Data for this task:
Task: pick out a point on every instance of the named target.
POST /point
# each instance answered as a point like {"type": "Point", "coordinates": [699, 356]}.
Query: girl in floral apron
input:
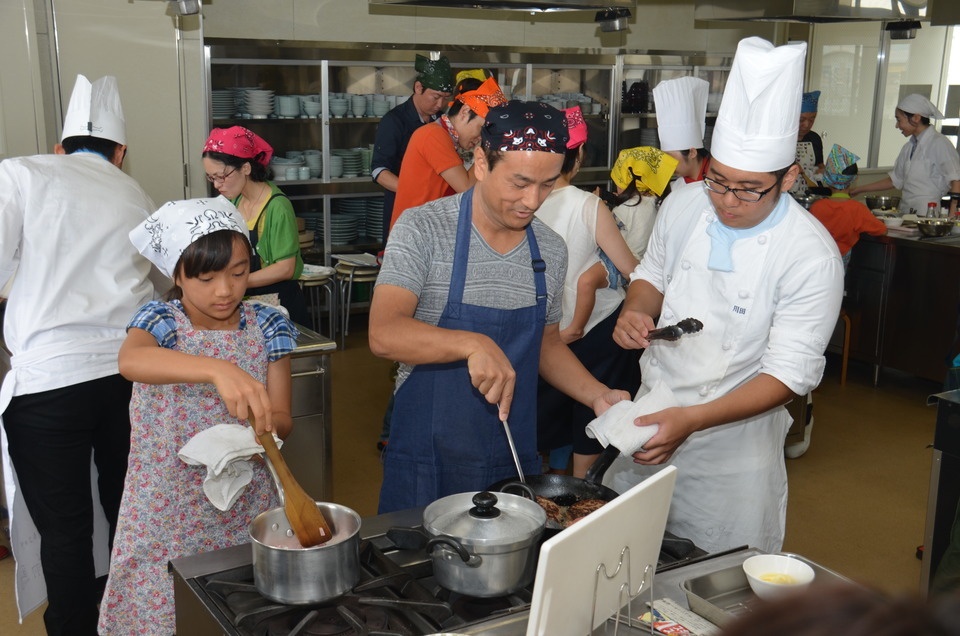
{"type": "Point", "coordinates": [200, 359]}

Given exercise: Copy the material above word for word, but leave out the picture.

Answer to the exercise:
Task: pick out a point on every instance of the named target.
POST /point
# each instance answered as a point like {"type": "Point", "coordinates": [699, 356]}.
Query: girl in floral apron
input:
{"type": "Point", "coordinates": [200, 359]}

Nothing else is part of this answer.